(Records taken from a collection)
= = = = =
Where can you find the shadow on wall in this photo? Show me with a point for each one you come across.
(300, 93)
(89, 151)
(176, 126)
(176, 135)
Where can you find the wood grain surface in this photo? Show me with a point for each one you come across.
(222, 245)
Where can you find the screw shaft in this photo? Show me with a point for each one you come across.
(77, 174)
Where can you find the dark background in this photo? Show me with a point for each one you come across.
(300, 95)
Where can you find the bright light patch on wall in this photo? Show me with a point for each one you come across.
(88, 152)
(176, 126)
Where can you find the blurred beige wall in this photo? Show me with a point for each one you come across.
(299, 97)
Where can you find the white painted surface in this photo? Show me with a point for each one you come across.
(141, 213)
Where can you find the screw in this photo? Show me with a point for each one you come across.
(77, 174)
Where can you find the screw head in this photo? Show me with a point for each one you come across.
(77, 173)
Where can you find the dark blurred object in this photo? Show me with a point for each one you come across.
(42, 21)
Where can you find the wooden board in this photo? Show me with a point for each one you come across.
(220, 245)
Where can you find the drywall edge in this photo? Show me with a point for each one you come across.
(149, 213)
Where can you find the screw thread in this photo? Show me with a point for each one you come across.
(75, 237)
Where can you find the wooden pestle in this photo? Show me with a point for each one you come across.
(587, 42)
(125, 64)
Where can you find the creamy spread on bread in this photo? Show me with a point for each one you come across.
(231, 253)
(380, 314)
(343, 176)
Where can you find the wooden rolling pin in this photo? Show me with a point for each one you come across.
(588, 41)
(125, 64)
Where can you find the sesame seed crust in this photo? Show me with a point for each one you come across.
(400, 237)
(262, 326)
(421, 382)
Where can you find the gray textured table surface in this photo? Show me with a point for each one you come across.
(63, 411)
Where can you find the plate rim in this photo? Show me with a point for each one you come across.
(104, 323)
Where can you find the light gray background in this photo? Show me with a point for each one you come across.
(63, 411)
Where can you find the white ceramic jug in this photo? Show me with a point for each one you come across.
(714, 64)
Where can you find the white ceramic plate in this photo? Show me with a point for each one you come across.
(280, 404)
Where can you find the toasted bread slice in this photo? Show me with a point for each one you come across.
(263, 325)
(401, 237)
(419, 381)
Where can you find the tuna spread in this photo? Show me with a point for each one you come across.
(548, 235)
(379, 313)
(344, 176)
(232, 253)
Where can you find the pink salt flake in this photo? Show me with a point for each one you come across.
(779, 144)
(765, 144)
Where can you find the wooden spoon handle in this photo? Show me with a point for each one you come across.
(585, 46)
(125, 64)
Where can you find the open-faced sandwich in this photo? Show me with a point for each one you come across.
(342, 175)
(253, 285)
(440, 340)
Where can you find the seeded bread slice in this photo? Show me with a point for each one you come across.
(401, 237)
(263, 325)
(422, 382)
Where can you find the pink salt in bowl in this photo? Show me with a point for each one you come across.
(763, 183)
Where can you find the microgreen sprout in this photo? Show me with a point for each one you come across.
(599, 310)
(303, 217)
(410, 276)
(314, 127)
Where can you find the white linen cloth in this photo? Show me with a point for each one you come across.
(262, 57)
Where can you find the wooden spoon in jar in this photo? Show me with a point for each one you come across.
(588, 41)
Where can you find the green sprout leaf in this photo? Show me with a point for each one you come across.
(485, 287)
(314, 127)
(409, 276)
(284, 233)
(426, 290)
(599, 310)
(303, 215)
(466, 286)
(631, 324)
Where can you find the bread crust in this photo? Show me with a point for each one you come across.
= = = = =
[TASK PROMPT]:
Update the lines above by changing every "wooden" to "timber", keeping everything else the same.

[RESULT]:
Where can you find the shadow on wall in this photo? Show me with a point for each one you come across.
(300, 93)
(89, 151)
(176, 126)
(176, 135)
Where can you find the wood grain surface in this photo? Show me with a point for each one you come across.
(222, 245)
Where can you find the screw shaft in this photo? Show me with a point for each one you come across.
(77, 174)
Where can you find the dark background in this photo? Show me with a point for each one you come across.
(300, 95)
Where can you find the bright light patch on wall in this photo? Show me with a point for each one you come across.
(88, 152)
(176, 126)
Where can you find the blurred beige wall in this photo? Show me with a point for each one you come across.
(299, 97)
Where can you find the white painted surface in this photo? Show me with a point for each one you come across.
(141, 213)
Where can you find the screw in this photo? Show me with a point for each one you come across.
(77, 174)
Where can you find the screw head in this photo? Show me with a point for each one you come across.
(77, 173)
Where can you find the dark blurred object in this photo? Show me with a point for each one you come across.
(42, 21)
Where can you find the timber board in this photo? Show me with a point for each one you come across.
(220, 245)
Where can you find the drywall edge in this photo? Show me with a point for each one you come across.
(149, 213)
Where can you find the screw thread in this photo? Show me with a point for each one you come across.
(75, 237)
Where can you find the timber pestle in this photo? Show me with a point for each one you come across.
(587, 42)
(125, 64)
Where can you find the creamy spread on bread in this photo? Show me with a point for each one you come across.
(231, 253)
(380, 314)
(343, 176)
Where can you find the timber rolling pin in this photo? Show me with a point for each one you come across.
(588, 41)
(125, 64)
Where can you find the sesame seed crust in this photo? Show me with a point for each one you come across.
(400, 237)
(262, 326)
(421, 382)
Where can you find the gray textured table surface in this photo? Show me with a point for each one you come across.
(63, 411)
Where can you find the plate rim in this photo? Show me with a point for each one you come across.
(104, 323)
Where can you find the light gray background in this photo? Show me with a point for each one you come across.
(63, 411)
Where can you find the white ceramic jug in this photo? Show me with a point for each one you come across.
(714, 64)
Where can you find the white ceramic plate in this photo? Show me with a point for each one you come across.
(280, 404)
Where can you find the toasted bread slice in this photo? Show me with a point for each one you come across.
(263, 325)
(401, 237)
(419, 381)
Where can you find the tuna spread in this photo? Show me with a point for each one you come across.
(548, 235)
(379, 313)
(344, 176)
(232, 253)
Where can you find the pink salt flake in this photo? Show me with a point for each one you come across.
(779, 144)
(765, 144)
Where can you find the timber spoon handle in this photo? Show me with a point for each one you come across.
(585, 46)
(125, 64)
Where can you find the open-faced sandwich in this photo? Show me with a point for each one you come across.
(342, 175)
(253, 285)
(440, 340)
Where can you find the seeded bread slice in this photo? Show me with a point for each one you come across.
(401, 237)
(263, 325)
(422, 382)
Where can you find the pink salt in bowl in this photo? Show me with a point for each one you come across.
(763, 183)
Where can you find the microgreen sprout in this photo? Show me with a point for each one you come across.
(599, 310)
(303, 217)
(410, 276)
(314, 127)
Where can you find the white linen cloth in this photo? Show me with a point for each one you come across.
(262, 57)
Where can you find the timber spoon in jar in this photo? Show me with a point for each one you come across.
(588, 41)
Where can you find the green sprout leaf in this photo? Show me with a point for each one you come across.
(485, 287)
(314, 127)
(409, 276)
(284, 233)
(426, 290)
(599, 310)
(303, 215)
(466, 286)
(631, 324)
Where can you find the bread crust in this photo? Show me with a point for each one you come across.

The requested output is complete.